**SUPPLIED INFORMATION:**
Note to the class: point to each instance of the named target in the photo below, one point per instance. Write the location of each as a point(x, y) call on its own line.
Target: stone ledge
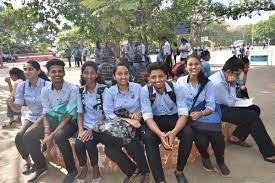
point(169, 158)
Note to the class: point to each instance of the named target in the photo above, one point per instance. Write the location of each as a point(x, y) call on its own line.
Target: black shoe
point(27, 169)
point(37, 174)
point(224, 169)
point(130, 179)
point(181, 178)
point(207, 165)
point(70, 177)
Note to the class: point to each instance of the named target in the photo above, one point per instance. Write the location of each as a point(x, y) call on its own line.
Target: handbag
point(203, 123)
point(118, 132)
point(59, 112)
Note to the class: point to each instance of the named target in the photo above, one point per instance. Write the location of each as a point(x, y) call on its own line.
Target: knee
point(149, 137)
point(187, 133)
point(60, 138)
point(19, 137)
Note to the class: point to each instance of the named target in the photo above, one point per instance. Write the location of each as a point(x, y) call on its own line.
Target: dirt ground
point(246, 164)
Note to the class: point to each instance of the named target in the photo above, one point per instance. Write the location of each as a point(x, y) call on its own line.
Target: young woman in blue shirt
point(205, 111)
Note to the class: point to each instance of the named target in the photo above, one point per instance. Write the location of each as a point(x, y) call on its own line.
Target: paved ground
point(246, 165)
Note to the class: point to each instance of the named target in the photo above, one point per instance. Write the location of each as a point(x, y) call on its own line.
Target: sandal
point(10, 124)
point(239, 143)
point(181, 178)
point(97, 180)
point(270, 160)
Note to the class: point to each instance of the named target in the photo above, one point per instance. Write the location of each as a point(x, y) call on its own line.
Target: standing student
point(241, 81)
point(28, 92)
point(17, 76)
point(205, 57)
point(200, 97)
point(247, 119)
point(185, 49)
point(68, 54)
point(125, 96)
point(58, 95)
point(89, 113)
point(165, 112)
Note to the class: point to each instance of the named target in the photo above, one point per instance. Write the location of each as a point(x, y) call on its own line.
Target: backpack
point(99, 97)
point(24, 88)
point(171, 94)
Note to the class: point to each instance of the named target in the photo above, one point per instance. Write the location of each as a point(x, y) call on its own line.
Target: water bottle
point(91, 138)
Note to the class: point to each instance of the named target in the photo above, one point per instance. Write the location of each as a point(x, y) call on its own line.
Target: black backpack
point(99, 97)
point(171, 94)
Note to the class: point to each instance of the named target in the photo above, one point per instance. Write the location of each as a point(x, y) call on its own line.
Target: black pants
point(19, 139)
point(175, 59)
point(152, 141)
point(69, 60)
point(248, 121)
point(84, 59)
point(202, 139)
point(33, 145)
point(89, 146)
point(135, 150)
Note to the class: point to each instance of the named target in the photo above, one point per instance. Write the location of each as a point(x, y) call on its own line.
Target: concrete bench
point(169, 158)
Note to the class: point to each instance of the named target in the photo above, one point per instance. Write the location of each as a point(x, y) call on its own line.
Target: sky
point(242, 21)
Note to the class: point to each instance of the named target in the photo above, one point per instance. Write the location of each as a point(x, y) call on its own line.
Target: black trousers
point(69, 60)
point(202, 139)
point(89, 146)
point(248, 121)
point(135, 150)
point(19, 139)
point(152, 141)
point(32, 143)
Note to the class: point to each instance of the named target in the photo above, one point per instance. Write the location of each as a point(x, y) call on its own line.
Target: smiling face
point(56, 73)
point(89, 75)
point(30, 72)
point(193, 66)
point(121, 75)
point(157, 78)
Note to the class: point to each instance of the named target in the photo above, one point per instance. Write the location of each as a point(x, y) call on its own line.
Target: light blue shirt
point(31, 96)
point(114, 99)
point(224, 93)
point(51, 97)
point(207, 94)
point(205, 68)
point(163, 104)
point(92, 114)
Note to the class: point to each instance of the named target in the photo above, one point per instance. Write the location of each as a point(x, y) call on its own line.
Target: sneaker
point(70, 177)
point(130, 179)
point(143, 178)
point(181, 178)
point(37, 174)
point(207, 164)
point(27, 169)
point(224, 169)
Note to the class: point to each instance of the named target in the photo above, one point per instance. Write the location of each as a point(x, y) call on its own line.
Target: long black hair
point(18, 73)
point(94, 66)
point(36, 65)
point(201, 77)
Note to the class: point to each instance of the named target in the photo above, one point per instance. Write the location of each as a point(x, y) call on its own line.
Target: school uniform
point(88, 105)
point(52, 98)
point(247, 119)
point(113, 100)
point(165, 112)
point(206, 99)
point(30, 95)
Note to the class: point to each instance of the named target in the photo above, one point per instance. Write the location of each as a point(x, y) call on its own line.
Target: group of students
point(190, 109)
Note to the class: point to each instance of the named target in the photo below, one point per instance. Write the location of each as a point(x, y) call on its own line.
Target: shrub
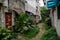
point(50, 35)
point(24, 25)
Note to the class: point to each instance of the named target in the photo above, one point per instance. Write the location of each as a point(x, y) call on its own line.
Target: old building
point(32, 8)
point(54, 7)
point(8, 9)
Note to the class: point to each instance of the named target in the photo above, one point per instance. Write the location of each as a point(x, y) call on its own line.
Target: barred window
point(58, 11)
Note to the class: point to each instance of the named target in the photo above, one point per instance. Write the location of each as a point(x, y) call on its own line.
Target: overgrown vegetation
point(6, 34)
point(25, 26)
point(45, 16)
point(50, 34)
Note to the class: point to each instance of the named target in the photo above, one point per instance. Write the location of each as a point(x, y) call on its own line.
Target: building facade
point(54, 7)
point(8, 10)
point(33, 9)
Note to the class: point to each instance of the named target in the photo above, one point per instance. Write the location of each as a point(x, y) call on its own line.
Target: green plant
point(25, 26)
point(6, 34)
point(50, 35)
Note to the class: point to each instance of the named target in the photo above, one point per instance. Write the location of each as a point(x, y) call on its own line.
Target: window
point(58, 11)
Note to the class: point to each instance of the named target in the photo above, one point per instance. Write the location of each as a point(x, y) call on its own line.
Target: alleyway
point(38, 36)
point(42, 30)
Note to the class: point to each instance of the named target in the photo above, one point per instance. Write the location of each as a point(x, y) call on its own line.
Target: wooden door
point(8, 20)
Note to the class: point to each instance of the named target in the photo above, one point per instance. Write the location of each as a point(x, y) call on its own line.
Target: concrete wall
point(55, 20)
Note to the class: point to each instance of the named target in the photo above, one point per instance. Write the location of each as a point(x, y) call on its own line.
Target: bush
point(50, 35)
point(6, 34)
point(24, 25)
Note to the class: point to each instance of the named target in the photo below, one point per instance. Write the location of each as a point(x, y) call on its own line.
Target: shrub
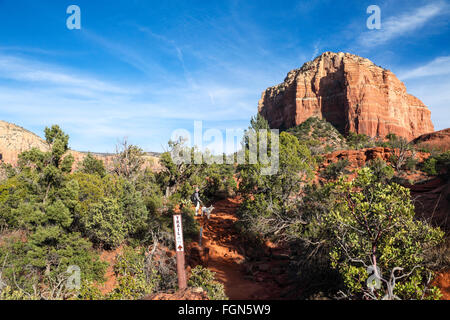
point(91, 165)
point(375, 228)
point(437, 165)
point(104, 223)
point(204, 278)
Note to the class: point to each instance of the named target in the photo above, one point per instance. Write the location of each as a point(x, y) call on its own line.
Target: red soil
point(110, 276)
point(226, 256)
point(443, 282)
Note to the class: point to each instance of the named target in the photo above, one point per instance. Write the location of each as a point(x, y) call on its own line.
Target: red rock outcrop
point(351, 93)
point(439, 140)
point(15, 140)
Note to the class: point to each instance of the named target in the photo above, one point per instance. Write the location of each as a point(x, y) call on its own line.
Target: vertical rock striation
point(351, 93)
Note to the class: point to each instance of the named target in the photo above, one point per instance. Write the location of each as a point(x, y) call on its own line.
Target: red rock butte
point(350, 92)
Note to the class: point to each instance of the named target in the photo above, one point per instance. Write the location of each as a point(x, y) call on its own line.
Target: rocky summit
point(350, 92)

**WHAT YOU NEED TO DO:** Reproduce all of the entries above verbatim, omitting the pictures from your copy.

**RESPONSE TO THIS TASK:**
Note to the class: point to each instance of the named target in the photo below, one point per instance. Write the location of each as a point(x, y) call on its own line.
Target: stone ledge
point(169, 158)
Note to the class: point to each instance of the named target in the photo above, one point per instance. Write the location of each as a point(x, y) call on its own line.
Target: black shoe
point(27, 169)
point(37, 174)
point(224, 169)
point(130, 179)
point(181, 178)
point(207, 165)
point(70, 177)
Note to the class: point to each instance of the named target in the photo above, one point per instance. Write the location of each as a point(x, y) call on its own line.
Target: handbag
point(203, 123)
point(118, 132)
point(59, 112)
Note to the class: point to each instance of the named target in the photo above, one point per instance. Write the location of each as a point(x, y) call on its own line.
Target: knee
point(149, 137)
point(187, 133)
point(60, 138)
point(19, 137)
Note to the class: point to each instance of the named target in the photo above, one point per instance. Write the location of each as a point(x, y) call on its own line.
Target: dirt ground
point(246, 164)
Note to the class: point to each instance of the named target in the photo above, one point per instance. Write the location of each as a point(x, y) call on its own line.
Target: young woman in blue shirt
point(205, 111)
Note to the class: point to each instance of the named target in the photo above, one point per instance. Write the location of each as a point(x, y) call on its own line.
Target: paved ground
point(246, 165)
Note to the class: point to each instance of the named target in the photo above, one point per instance. Write the location of each as a point(x, y) call on its own line.
Target: sandal
point(10, 124)
point(239, 143)
point(181, 178)
point(97, 180)
point(270, 160)
Note to the class: point to each instance of the named target in the photo above, one point per instance. Write the location of each as a point(x, y) call on its own line.
Target: standing student
point(241, 81)
point(28, 92)
point(17, 76)
point(205, 57)
point(200, 97)
point(247, 119)
point(185, 49)
point(68, 54)
point(125, 96)
point(58, 95)
point(89, 113)
point(165, 112)
Note to the class: point to each instance of the named target in the photo above, one point per instance. Write the location of each as a point(x, y) call on its own line.
Target: backpack
point(99, 97)
point(24, 88)
point(171, 94)
Note to the class: point to each instance of the named target in the photo above, one point per instance. Write the location of each as a point(x, y) call on its own line.
Target: water bottle
point(91, 138)
Note to the class: point to each instance of the named target in the photo above, one point per instance. Write the location of each as a point(x, y) call on its own line.
Target: black backpack
point(99, 97)
point(171, 94)
Note to the class: point to each instance of the named target in the photo above, one point per instance. Write the location of each as a point(x, y) call on its own line.
Target: black pants
point(19, 139)
point(175, 59)
point(152, 141)
point(69, 60)
point(248, 121)
point(84, 59)
point(202, 139)
point(33, 145)
point(89, 146)
point(135, 150)
Note to the class: point to each instance of the named target in the photo above, one point per instance. Write the location of each as a point(x, y) call on its own line.
Target: concrete bench
point(169, 158)
Note to the class: point to each instance of the named target in the photo above, one point per instance. Write the location of each as a point(x, y) call on its own line.
Target: sky
point(242, 21)
Note to the class: point to each instance of the named target in the photo above, one point per instance. Write the location of each as a point(x, y) call on its own line.
Target: black trousers
point(69, 60)
point(202, 139)
point(89, 146)
point(248, 121)
point(135, 150)
point(19, 139)
point(152, 141)
point(32, 143)
Note to the class: point to each instance of the named target in the photo above, one point per instance. Write the location of each as a point(x, y) call on its own line.
Target: smiling face
point(56, 73)
point(89, 75)
point(30, 72)
point(193, 66)
point(121, 75)
point(157, 78)
Note to the class: point to each instance of the named target in the photo above, one point per instance. Write the location of each as a point(x, y) call on its own line.
Target: light blue shirt
point(31, 96)
point(114, 99)
point(224, 93)
point(51, 97)
point(207, 94)
point(205, 68)
point(163, 104)
point(92, 114)
Note to the class: point to each instance of the named target in the photo above, one point per instance. Write the location of each as a point(x, y) call on its own line.
Target: sneaker
point(70, 177)
point(130, 179)
point(143, 178)
point(181, 178)
point(37, 174)
point(207, 164)
point(27, 169)
point(224, 169)
Note to the class: point to each instance of the named target in the photo above, one point per instance. Write the location of each as a point(x, y) call on its own line.
Target: long black hair
point(18, 73)
point(94, 66)
point(36, 65)
point(201, 77)
Note to the class: point to each instance of the named target in the photo above, one point per instance. Write the location of each as a point(x, y) call on its own line.
Target: school uniform
point(88, 105)
point(52, 98)
point(247, 119)
point(113, 100)
point(165, 112)
point(206, 99)
point(30, 95)
Note to the class: point to each instance of the named target in the photo above, one point per instance. Write the location of each as a point(x, y) call on its own line.
Target: group of students
point(190, 109)
Note to the class: point to each instance of the named target in the photo below, one point per instance. Write the location of each as a point(x, y) call on its own line.
Target: shrub
point(50, 35)
point(24, 25)
Note to the class: point to each instance of the named target in the photo above, one point per instance. Write the location of each as a point(x, y) call on its own line.
Target: old building
point(32, 8)
point(54, 7)
point(8, 9)
Note to the class: point to each instance of the named target in the photo above, one point per instance. Write the location of each as a point(x, y) call on its own line.
Target: barred window
point(58, 11)
Note to the class: point to each instance of the named target in the photo above, one point per instance. Write the location of each as a point(x, y) call on its own line.
Target: overgrown vegetation
point(6, 34)
point(25, 26)
point(45, 16)
point(50, 34)
Note to the class: point to each instance of the named target in the photo above, one point per instance. Write the location of each as a point(x, y) call on its own line.
Target: building facade
point(54, 7)
point(8, 10)
point(33, 9)
Note to the class: point to each instance of the named target in the photo above, one point per instance. Write the location of each as a point(x, y) call on its own line.
Target: green plant
point(25, 26)
point(6, 34)
point(50, 35)
Note to the class: point to each instance of the named target in the photo above, one point per instance. Write the location of each as a point(x, y) call on its own line.
Target: window
point(58, 11)
Note to the class: point to each instance of the named target in the photo above, one point per instance. Write the location of each as a point(x, y) call on its own line.
Target: alleyway
point(38, 36)
point(42, 30)
Note to the class: point to each instance of the named target in the photo above, one point per instance. Write the location of each as a point(x, y) call on its own line.
Target: wooden door
point(8, 20)
Note to the class: point to each instance of the named target in the photo above, one point per instance. Write the location of each as a point(x, y) call on its own line.
Target: concrete wall
point(55, 20)
Note to the class: point to each instance of the named target in the photo above, one point per instance. Write the location of each as a point(x, y) call on its own line.
Target: bush
point(50, 35)
point(6, 34)
point(24, 25)
Note to the class: point to each instance of the named target in the photo below, one point per instance. Write the location of each as a point(x, y) call on its own line.
Target: shrub
point(91, 165)
point(375, 228)
point(437, 165)
point(104, 223)
point(204, 278)
Note to the class: point to each instance of the named target in the photo above, one point per instance. Write the location of each as a point(x, y) call on its own line.
Target: red soil
point(110, 276)
point(226, 256)
point(443, 282)
Note to the class: point to each instance of the named target in the photo above, one point per instance. Write the location of each as a point(x, y) call on its own line.
Target: red rock outcrop
point(351, 93)
point(439, 140)
point(15, 140)
Note to the class: point to each instance of the named target in the photo above, one point per instance. Write the location of each as a point(x, y) call on its own line.
Target: vertical rock striation
point(351, 93)
Note to the class: point to each instance of the named target in the photo above, one point per instance. Write the location of each as a point(x, y) call on its own line.
Target: red rock butte
point(350, 92)
Note to the class: point to each instance of the named target in the photo above, one point per instance. Write the location of each as a point(x, y) call on its own line.
Target: rocky summit
point(350, 92)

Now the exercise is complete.